The skull display is reminiscent of the grisly arrays on Aztec skull racks, huge wooden frames holding the impaled heads of enemies or sacrificial victims. One such skull rack from the early 1500s was excavated in 2015 near the foundation of Mexico City’s Metropolitan Cathedral, across the street from the ruins of Tenochtitlan, the magnificent Aztec metropolis trashed by Cortez and his conquistadores in 1521. The Spanish used stones from the fallen city to build their Christian place of worship.
An ancient stone representation of an Aztec skull rack is on display at the museum of the Templo Mayor, the double-headed pyramid that stood in the center of Tenochtitlan. This museum showcases another recent find: a clay statue representing Mictlantecuhtli, the skullheaded Aztec lord of the underworld, the veneration of whom some scholars believe gave rise to Day of the Dead celebrations.
In the magnificent National Museum of Anthropology, there are many stone statues representing death, including an assortment of small figures with grinning skulls from what’s believed to have been an Aztec “death cult.”
Santa Muerte, beloved, feared
“Put your phone under the seat,” muttered Armando Gutierrez-Cornejo, my driver. His voice was firm but urgent. We were passing through a rough part of town, home to thieves, low-level narcos and other denizens of Mexico City’s demimonde. Young hombres on bikes circled, ready to grab anything, even from moving vehicles. “Rats,” GutierrezCornejo sneered, “with two legs.”

Dataset extract:
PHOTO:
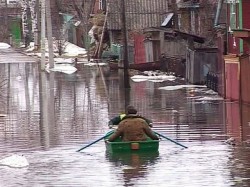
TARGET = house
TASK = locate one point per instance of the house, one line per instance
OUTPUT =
(237, 60)
(10, 22)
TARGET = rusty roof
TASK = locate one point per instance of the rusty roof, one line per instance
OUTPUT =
(140, 14)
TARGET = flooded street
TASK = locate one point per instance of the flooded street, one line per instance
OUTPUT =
(47, 117)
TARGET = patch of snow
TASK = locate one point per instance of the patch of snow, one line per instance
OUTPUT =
(154, 78)
(4, 45)
(74, 50)
(64, 60)
(95, 64)
(209, 98)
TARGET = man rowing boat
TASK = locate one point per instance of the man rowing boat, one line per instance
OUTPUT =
(133, 128)
(116, 120)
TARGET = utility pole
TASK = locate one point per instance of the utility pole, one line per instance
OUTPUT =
(49, 34)
(125, 45)
(43, 34)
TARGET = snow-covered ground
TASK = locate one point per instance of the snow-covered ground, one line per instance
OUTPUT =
(4, 45)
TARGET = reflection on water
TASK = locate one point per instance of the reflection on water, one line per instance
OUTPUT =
(133, 166)
(47, 117)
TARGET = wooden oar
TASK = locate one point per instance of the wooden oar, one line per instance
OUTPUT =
(170, 139)
(106, 135)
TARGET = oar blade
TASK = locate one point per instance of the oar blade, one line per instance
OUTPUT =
(99, 139)
(171, 140)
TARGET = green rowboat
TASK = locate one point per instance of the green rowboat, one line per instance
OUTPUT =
(133, 146)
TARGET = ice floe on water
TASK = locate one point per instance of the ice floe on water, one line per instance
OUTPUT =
(177, 87)
(153, 76)
(64, 68)
(14, 161)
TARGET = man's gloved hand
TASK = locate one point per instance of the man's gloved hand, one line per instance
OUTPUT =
(110, 124)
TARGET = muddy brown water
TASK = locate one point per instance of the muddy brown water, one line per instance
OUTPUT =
(48, 119)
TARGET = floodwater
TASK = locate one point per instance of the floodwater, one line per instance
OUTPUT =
(48, 117)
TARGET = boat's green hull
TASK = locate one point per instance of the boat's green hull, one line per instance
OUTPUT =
(133, 146)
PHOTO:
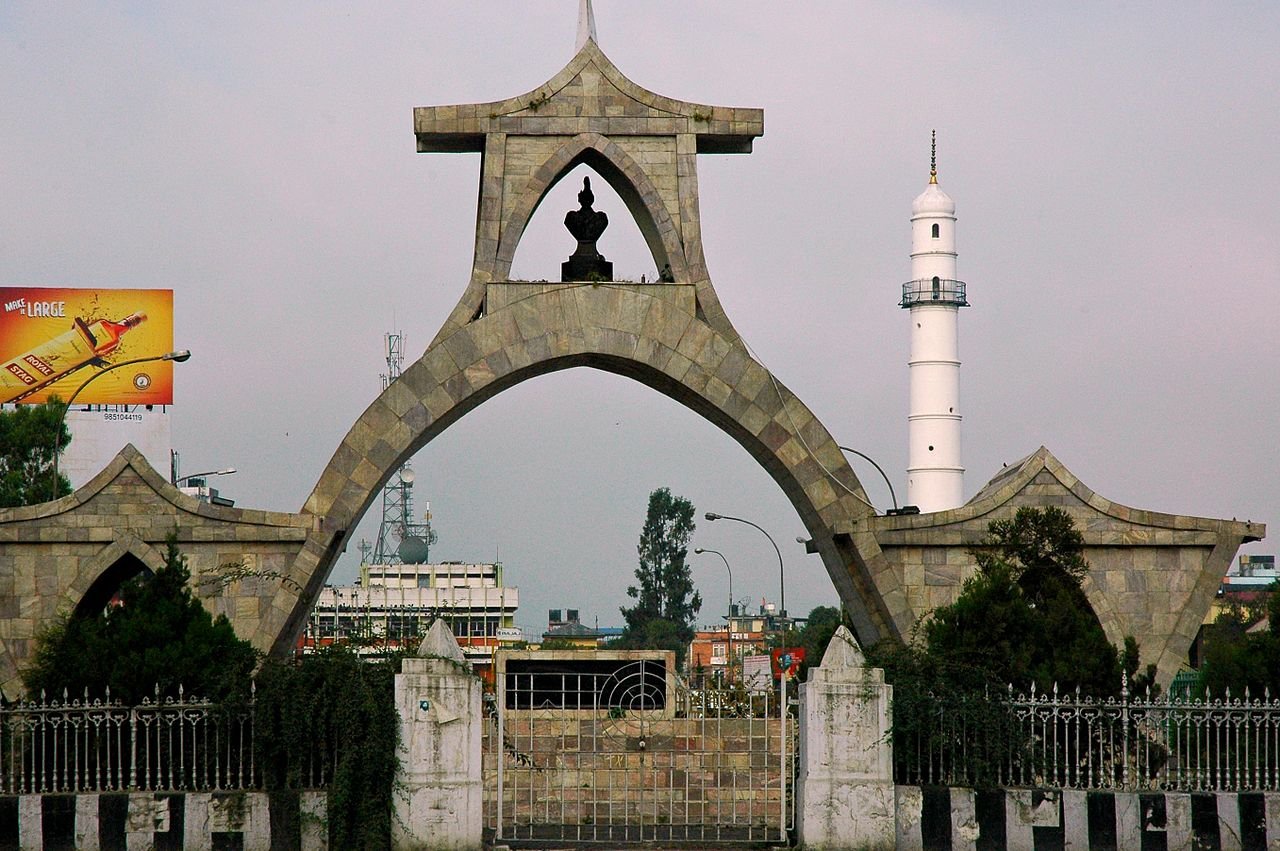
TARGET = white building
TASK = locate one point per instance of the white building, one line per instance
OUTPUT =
(393, 604)
(935, 477)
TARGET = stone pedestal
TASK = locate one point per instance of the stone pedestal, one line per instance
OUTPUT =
(845, 785)
(438, 699)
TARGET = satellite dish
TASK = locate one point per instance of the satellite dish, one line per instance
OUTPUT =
(414, 549)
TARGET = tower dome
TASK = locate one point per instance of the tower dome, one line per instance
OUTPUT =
(933, 201)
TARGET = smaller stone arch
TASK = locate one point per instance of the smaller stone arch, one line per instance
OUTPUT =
(103, 575)
(624, 174)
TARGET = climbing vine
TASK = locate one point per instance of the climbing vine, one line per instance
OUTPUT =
(329, 721)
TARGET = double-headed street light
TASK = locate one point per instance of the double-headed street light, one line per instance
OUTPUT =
(782, 576)
(204, 475)
(728, 620)
(178, 357)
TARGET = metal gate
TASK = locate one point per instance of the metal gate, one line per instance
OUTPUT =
(630, 754)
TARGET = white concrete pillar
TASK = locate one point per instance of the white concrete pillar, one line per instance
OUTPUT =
(86, 823)
(196, 835)
(31, 822)
(438, 699)
(147, 817)
(314, 818)
(845, 796)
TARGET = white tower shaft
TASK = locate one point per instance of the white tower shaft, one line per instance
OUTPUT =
(935, 477)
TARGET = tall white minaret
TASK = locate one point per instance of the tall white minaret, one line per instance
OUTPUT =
(935, 479)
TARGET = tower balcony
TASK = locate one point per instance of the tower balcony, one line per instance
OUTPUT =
(933, 291)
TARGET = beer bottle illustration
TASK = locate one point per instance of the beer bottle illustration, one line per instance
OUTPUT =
(63, 355)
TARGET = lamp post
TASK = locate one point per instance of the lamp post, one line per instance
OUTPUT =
(204, 475)
(782, 575)
(728, 620)
(178, 356)
(904, 509)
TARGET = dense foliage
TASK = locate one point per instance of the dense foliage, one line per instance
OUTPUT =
(666, 602)
(1239, 659)
(332, 718)
(155, 639)
(1023, 618)
(28, 435)
(1020, 621)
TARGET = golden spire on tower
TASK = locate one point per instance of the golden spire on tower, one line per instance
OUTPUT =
(933, 158)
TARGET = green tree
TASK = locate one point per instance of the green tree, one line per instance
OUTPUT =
(666, 602)
(28, 435)
(158, 636)
(333, 714)
(1024, 616)
(1238, 659)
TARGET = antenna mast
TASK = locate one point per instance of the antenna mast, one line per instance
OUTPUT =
(400, 539)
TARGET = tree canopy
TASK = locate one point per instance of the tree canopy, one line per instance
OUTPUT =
(28, 435)
(159, 635)
(1240, 659)
(666, 602)
(1023, 618)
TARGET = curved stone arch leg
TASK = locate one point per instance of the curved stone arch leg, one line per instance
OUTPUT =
(630, 333)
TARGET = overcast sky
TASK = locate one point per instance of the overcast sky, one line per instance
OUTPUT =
(1114, 168)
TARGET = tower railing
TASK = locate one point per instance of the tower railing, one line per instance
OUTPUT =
(933, 291)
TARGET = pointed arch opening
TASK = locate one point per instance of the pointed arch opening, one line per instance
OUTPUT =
(547, 242)
(105, 589)
(626, 177)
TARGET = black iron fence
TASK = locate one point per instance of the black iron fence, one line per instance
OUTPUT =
(1070, 741)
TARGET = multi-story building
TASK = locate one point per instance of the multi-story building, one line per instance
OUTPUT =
(392, 605)
(716, 653)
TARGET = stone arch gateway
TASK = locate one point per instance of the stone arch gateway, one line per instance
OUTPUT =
(672, 337)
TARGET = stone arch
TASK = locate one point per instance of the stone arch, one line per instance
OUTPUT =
(624, 174)
(104, 572)
(650, 335)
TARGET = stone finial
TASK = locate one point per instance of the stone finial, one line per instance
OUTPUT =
(842, 650)
(585, 24)
(439, 643)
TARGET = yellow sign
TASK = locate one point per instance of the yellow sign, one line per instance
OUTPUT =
(55, 339)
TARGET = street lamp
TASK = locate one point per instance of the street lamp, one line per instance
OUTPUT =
(904, 509)
(728, 620)
(179, 356)
(782, 575)
(205, 475)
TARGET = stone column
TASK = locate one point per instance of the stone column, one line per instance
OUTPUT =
(845, 786)
(438, 698)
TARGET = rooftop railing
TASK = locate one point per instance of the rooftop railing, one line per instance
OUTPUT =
(933, 291)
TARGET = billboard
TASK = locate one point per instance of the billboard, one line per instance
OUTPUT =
(55, 339)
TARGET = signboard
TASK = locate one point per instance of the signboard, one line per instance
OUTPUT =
(786, 660)
(54, 339)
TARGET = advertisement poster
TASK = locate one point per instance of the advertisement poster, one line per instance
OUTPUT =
(55, 339)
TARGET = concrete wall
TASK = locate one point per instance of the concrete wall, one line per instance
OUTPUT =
(1032, 819)
(142, 820)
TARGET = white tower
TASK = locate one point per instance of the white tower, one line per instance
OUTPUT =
(935, 479)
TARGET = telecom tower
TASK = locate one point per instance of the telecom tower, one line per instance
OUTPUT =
(935, 479)
(400, 539)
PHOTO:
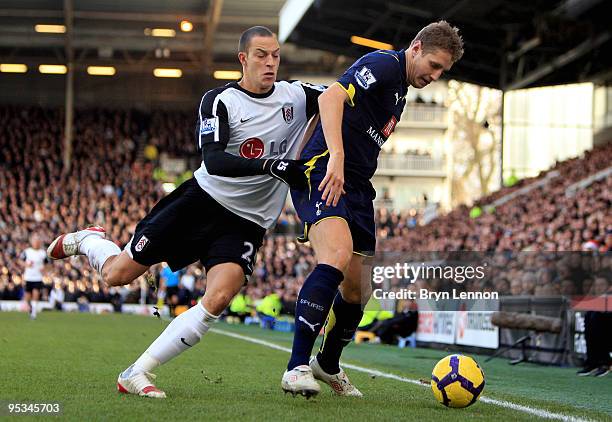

Task set:
[a] According to the Mexico City passage, in what year was the skull rack near the Metropolitan Cathedral excavated?
[b] Write the next part of the Mexico City passage, picking up after its final sentence.
The items were drawn from a source unrelated to the Mexico City passage.

Results by task:
[a] 2015

[b]
We stopped at a squat brick building at Nicolás Bravo 35: the National Sanctuary of the Angel of the Holy Death. For devotees of Santa Muerte — whom they address as Bony Lady, Pretty One, Little Girl and other endearing diminutives — this sacred space provides a magical, macabre connection with the supernatural. The Bony Lady is known for taking care of business, which may include snaring a lover or whacking a competitor. Along the sanctuary’s walls are pictures of Christian saints as well as many images of death personified, grim reapers holding scythes, reminiscent of cover art of an Iron Maiden album.
In a side chapel, a big man in black kneels in mystic communion with Santa Muerte, a skeleton dressed in white and blue who resembles a cross between a bride and the Virgin Mary. A dog snarls fiercely behind a metal gate. The family tending the somewhat grim gift shop avoids eye contact while sternly performing their duties. We were glad to get back into daylight.
Mystical market
Incense drifts through the air, vendors call out to customers and young men offer to cleanse my soul with a chicken (or, for a reduced rate, an egg).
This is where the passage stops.